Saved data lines
▶
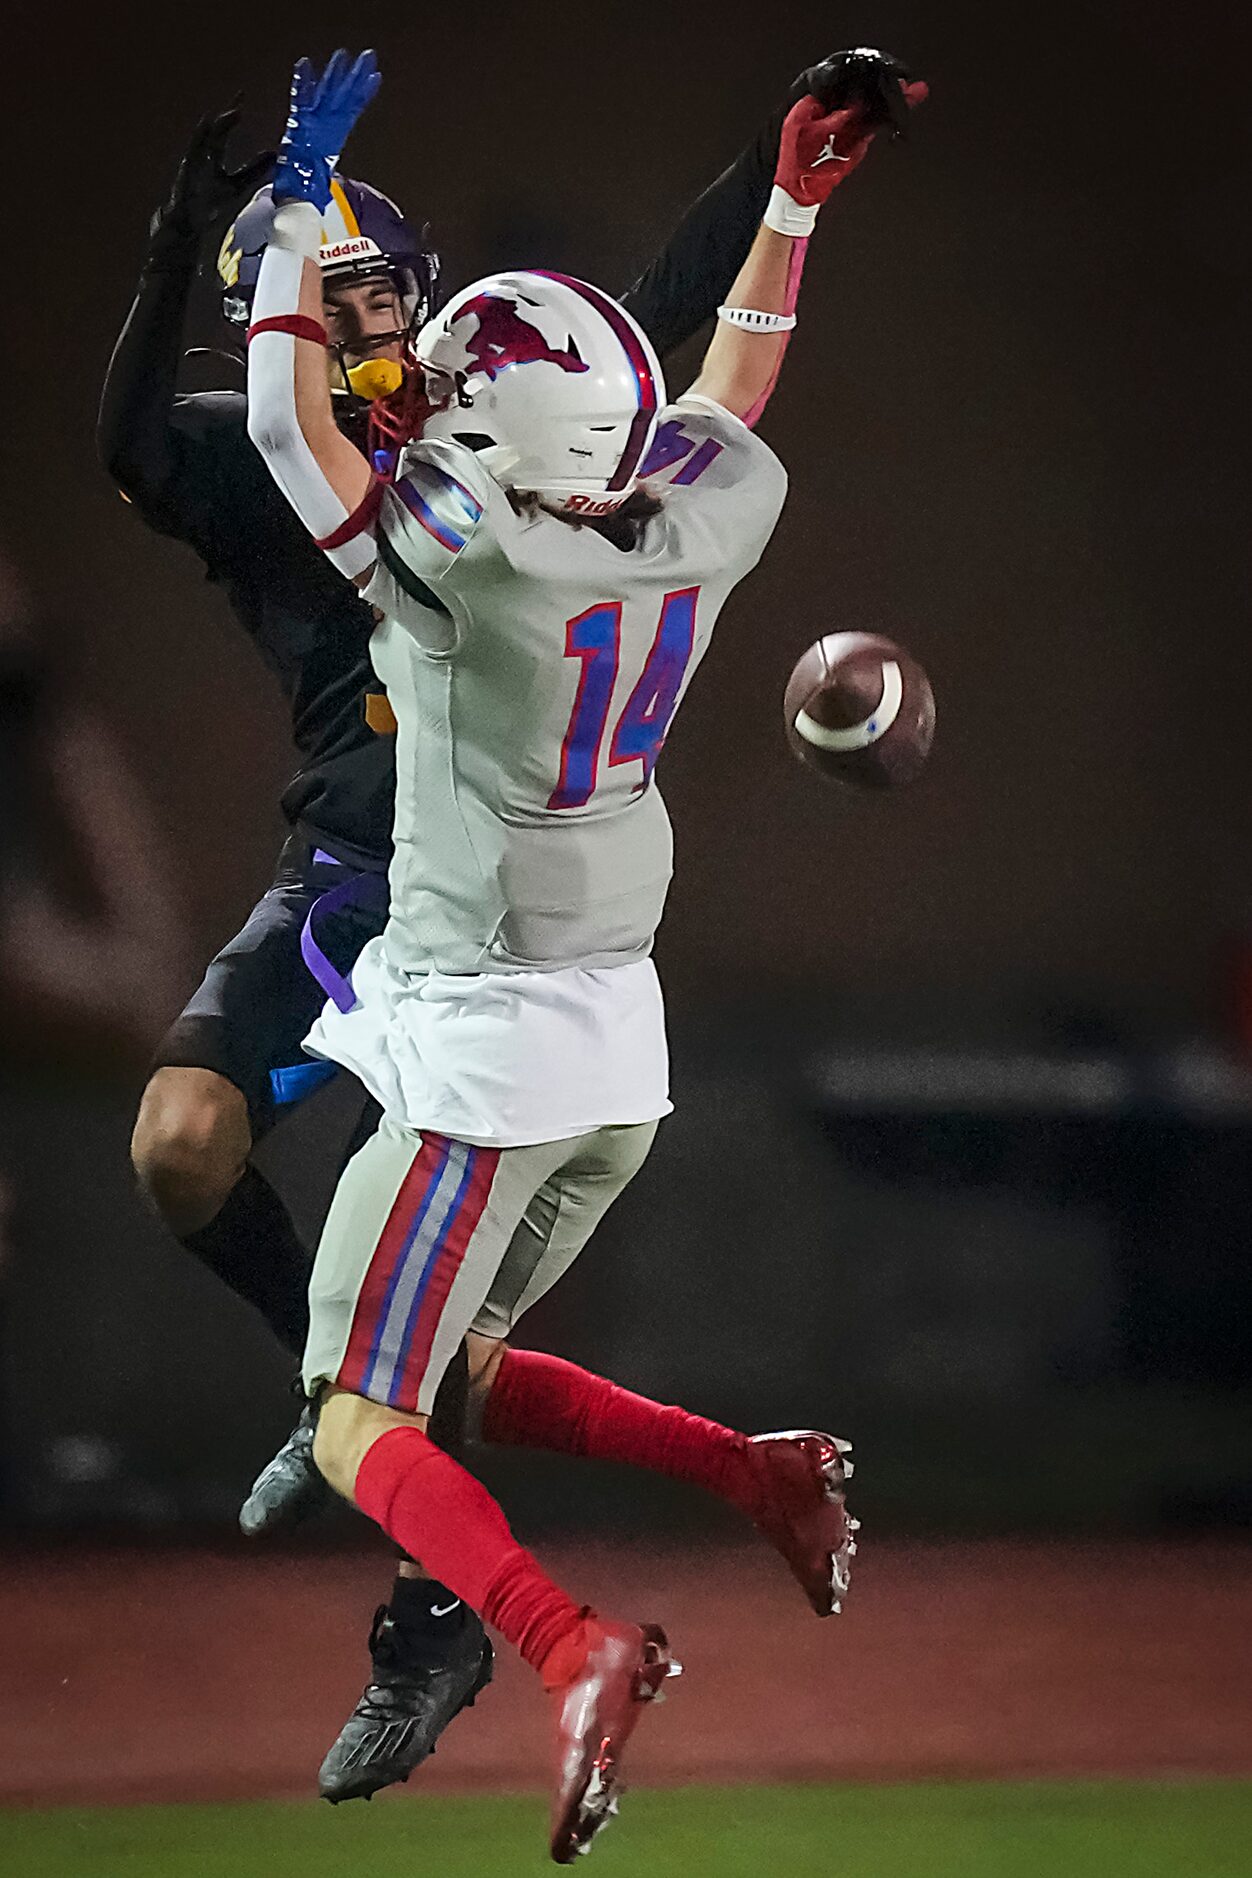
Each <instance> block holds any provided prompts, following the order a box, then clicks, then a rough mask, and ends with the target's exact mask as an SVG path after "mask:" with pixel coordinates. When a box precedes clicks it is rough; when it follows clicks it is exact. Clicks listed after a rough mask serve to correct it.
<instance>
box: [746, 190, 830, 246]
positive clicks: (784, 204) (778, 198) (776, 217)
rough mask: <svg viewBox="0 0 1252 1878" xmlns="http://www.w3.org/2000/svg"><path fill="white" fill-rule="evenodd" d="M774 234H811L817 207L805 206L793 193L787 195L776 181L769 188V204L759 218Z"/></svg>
mask: <svg viewBox="0 0 1252 1878" xmlns="http://www.w3.org/2000/svg"><path fill="white" fill-rule="evenodd" d="M760 220H762V222H764V223H766V227H768V229H773V233H775V235H792V237H800V235H811V233H813V229H815V227H817V208H805V207H803V203H798V201H796V197H794V195H788V193H786V190H783V188H781V186H779V184H777V182H775V184H773V188H771V190H770V205H768V208H766V212H764V216H762V218H760Z"/></svg>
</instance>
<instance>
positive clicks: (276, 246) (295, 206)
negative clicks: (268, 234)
mask: <svg viewBox="0 0 1252 1878" xmlns="http://www.w3.org/2000/svg"><path fill="white" fill-rule="evenodd" d="M270 240H272V242H274V246H276V248H285V250H287V252H289V254H302V255H304V259H306V261H315V259H317V254H319V250H321V210H317V208H313V205H312V203H280V205H278V208H276V210H274V229H272V233H270Z"/></svg>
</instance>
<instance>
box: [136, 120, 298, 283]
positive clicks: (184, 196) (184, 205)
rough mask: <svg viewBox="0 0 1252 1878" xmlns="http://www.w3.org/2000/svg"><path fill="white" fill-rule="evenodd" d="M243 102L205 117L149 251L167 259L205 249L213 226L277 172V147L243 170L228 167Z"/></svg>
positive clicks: (154, 257) (197, 125)
mask: <svg viewBox="0 0 1252 1878" xmlns="http://www.w3.org/2000/svg"><path fill="white" fill-rule="evenodd" d="M238 116H240V113H238V107H237V105H235V107H231V109H229V111H221V113H220V115H218V116H205V118H201V120H199V124H197V126H195V135H193V137H191V143H190V145H188V152H186V156H184V158H182V162H180V163H178V175H176V177H175V186H173V190H171V192H169V199H167V201H165V203H163V205H161V207H160V208H158V210H156V214H154V216H152V229H150V235H152V244H150V250H148V255H150V259H152V261H156V263H158V265H160V261H161V259H167V257H169V259H173V257H175V255H186V250H188V248H199V244H201V240H203V237H205V235H206V233H208V229H210V227H212V225H214V223H216V222H220V220H221V218H223V216H225V214H229V210H231V208H237V207H240V205H242V203H244V201H246V199H248V197H250V195H252V193H253V190H259V188H261V184H263V182H265V180H267V177H270V175H272V173H274V150H261V152H259V154H257V156H253V158H252V160H250V162H248V163H240V167H238V169H227V167H225V145H227V139H229V135H231V131H233V130H235V126H237V124H238Z"/></svg>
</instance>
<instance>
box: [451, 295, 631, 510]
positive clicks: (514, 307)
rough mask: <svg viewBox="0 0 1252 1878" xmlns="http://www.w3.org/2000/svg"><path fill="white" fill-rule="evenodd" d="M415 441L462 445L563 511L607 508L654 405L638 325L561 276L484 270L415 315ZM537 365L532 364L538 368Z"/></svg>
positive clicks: (505, 477) (621, 491)
mask: <svg viewBox="0 0 1252 1878" xmlns="http://www.w3.org/2000/svg"><path fill="white" fill-rule="evenodd" d="M417 359H419V362H420V366H422V368H424V374H426V391H428V396H430V400H432V404H435V406H437V409H435V411H434V413H432V415H430V417H428V419H426V423H424V424H422V436H424V438H443V439H449V441H458V443H469V447H471V449H477V451H481V458H482V464H484V468H486V469H490V471H492V475H494V477H496V479H497V481H499V483H505V485H509V486H512V488H522V490H535V494H537V496H542V498H544V501H548V503H552V507H554V509H559V511H563V513H569V515H612V511H614V509H619V507H621V503H623V501H625V500H627V496H629V494H631V490H633V488H634V483H636V477H638V466H640V464H642V460H644V456H646V454H648V447H649V443H651V438H653V432H655V428H657V411H659V409H661V406H663V404H664V379H663V376H661V361H659V359H657V355H655V351H653V349H651V344H649V340H648V334H646V332H644V331H642V329H640V327H638V325H636V321H634V319H631V316H629V314H627V312H625V308H623V306H619V304H618V302H616V300H610V299H608V295H606V293H601V289H599V287H591V285H588V282H584V280H573V278H571V276H569V274H542V272H533V274H531V272H514V274H488V278H486V280H477V282H475V284H473V285H471V287H466V289H464V293H458V295H454V299H450V300H449V304H447V306H445V308H443V310H441V312H439V314H435V317H434V319H430V321H426V325H424V327H422V331H420V332H419V334H417ZM541 366H542V372H541V370H539V368H541Z"/></svg>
◀
Work instruction. Output the lines above as a numbered list, skipping any blank lines and omitting the pictures.

Result for this exercise.
1. Each <instance> block holds any provided prompts, following the order a box, then clicks, then a rough mask, and ends with the target's exact mask as an SVG path after "mask:" with pixel coordinates. When a box precedes clicks it is rough; when it follows clicks it is exact. Clicks listed after a rough mask serve to correct it.
2. <instance>
3. box: [746, 190, 830, 246]
4. positive clicks: (784, 204) (778, 198) (776, 217)
5. rough mask: <svg viewBox="0 0 1252 1878" xmlns="http://www.w3.org/2000/svg"><path fill="white" fill-rule="evenodd" d="M774 234H811L817 207L805 206L793 193L787 195L776 181L769 188V204L759 218Z"/></svg>
6. mask: <svg viewBox="0 0 1252 1878" xmlns="http://www.w3.org/2000/svg"><path fill="white" fill-rule="evenodd" d="M760 220H762V222H764V223H766V227H768V229H773V233H775V235H792V237H800V235H811V233H813V229H815V227H817V208H805V207H803V203H798V201H796V197H794V195H788V193H786V190H783V188H781V186H779V184H777V182H775V184H773V188H771V190H770V205H768V208H766V212H764V216H762V218H760Z"/></svg>
7. </instance>
8. <instance>
9. positive clicks: (276, 246) (295, 206)
10. negative clicks: (268, 234)
11. mask: <svg viewBox="0 0 1252 1878" xmlns="http://www.w3.org/2000/svg"><path fill="white" fill-rule="evenodd" d="M270 240H272V242H274V246H276V248H285V250H287V252H289V254H302V255H304V259H306V261H315V259H317V254H319V250H321V210H317V208H313V205H312V203H280V205H278V208H276V210H274V229H272V233H270Z"/></svg>
12. </instance>
13. <instance>
14. box: [136, 120, 298, 283]
15. positive clicks: (184, 196) (184, 205)
16. rough mask: <svg viewBox="0 0 1252 1878" xmlns="http://www.w3.org/2000/svg"><path fill="white" fill-rule="evenodd" d="M243 102L205 117L149 251L167 259L205 249L213 226L277 172V147L243 170L228 167Z"/></svg>
17. positive clicks: (154, 257) (197, 125)
18. mask: <svg viewBox="0 0 1252 1878" xmlns="http://www.w3.org/2000/svg"><path fill="white" fill-rule="evenodd" d="M238 116H240V113H238V107H237V105H235V107H231V109H229V111H221V113H220V115H218V116H205V118H201V120H199V124H197V126H195V135H193V137H191V143H190V145H188V152H186V156H184V158H182V162H180V163H178V175H176V177H175V186H173V190H171V192H169V199H167V201H165V203H163V205H161V207H160V208H158V210H156V214H154V216H152V229H150V235H152V244H150V250H148V255H150V259H152V261H156V263H158V265H160V261H161V259H167V257H169V259H173V257H175V255H186V250H188V248H199V244H201V240H203V237H205V235H206V233H208V229H210V227H212V225H214V223H216V222H220V220H221V218H223V216H225V214H229V210H231V208H237V207H240V205H242V203H244V201H246V199H248V197H250V195H252V193H253V190H259V188H261V184H263V182H265V180H267V177H270V175H272V173H274V150H261V152H259V154H257V156H253V158H252V160H250V162H248V163H240V167H238V169H227V167H225V145H227V139H229V135H231V131H233V130H235V126H237V124H238Z"/></svg>
19. </instance>
20. <instance>
21. box: [451, 295, 631, 510]
22. positive clicks: (514, 307)
23. rough mask: <svg viewBox="0 0 1252 1878" xmlns="http://www.w3.org/2000/svg"><path fill="white" fill-rule="evenodd" d="M415 441L462 445L563 511L607 508L654 405L638 325L561 276L484 270L415 315ZM537 365L532 364L538 368Z"/></svg>
24. positive clicks: (505, 477) (621, 491)
25. mask: <svg viewBox="0 0 1252 1878" xmlns="http://www.w3.org/2000/svg"><path fill="white" fill-rule="evenodd" d="M417 359H419V362H420V366H422V368H424V374H426V391H428V396H430V400H432V404H435V406H437V409H435V411H434V413H432V415H430V417H428V419H426V423H424V424H422V436H424V438H443V439H449V441H458V443H469V447H471V449H477V451H481V458H482V464H484V468H486V469H490V471H492V475H494V477H496V479H497V481H499V483H505V485H509V486H512V488H522V490H535V494H537V496H542V498H544V501H548V503H552V507H554V509H559V511H563V513H569V515H612V511H614V509H619V507H621V503H623V501H625V500H627V496H629V494H631V490H633V488H634V483H636V477H638V466H640V464H642V460H644V456H646V454H648V447H649V443H651V438H653V432H655V428H657V411H659V409H661V406H663V404H664V379H663V376H661V361H659V359H657V355H655V351H653V349H651V344H649V340H648V334H646V332H644V331H642V329H640V327H638V325H636V321H634V319H631V316H629V314H627V312H625V308H623V306H619V304H618V302H616V300H610V299H608V295H606V293H601V289H599V287H591V285H588V282H584V280H573V278H571V276H569V274H542V272H533V274H531V272H514V274H488V278H486V280H477V282H475V284H473V285H471V287H466V289H464V293H458V295H454V299H450V300H449V304H447V306H445V308H443V310H441V312H439V314H435V317H434V319H430V321H426V325H424V327H422V331H420V332H419V334H417ZM541 366H542V372H541V370H539V368H541Z"/></svg>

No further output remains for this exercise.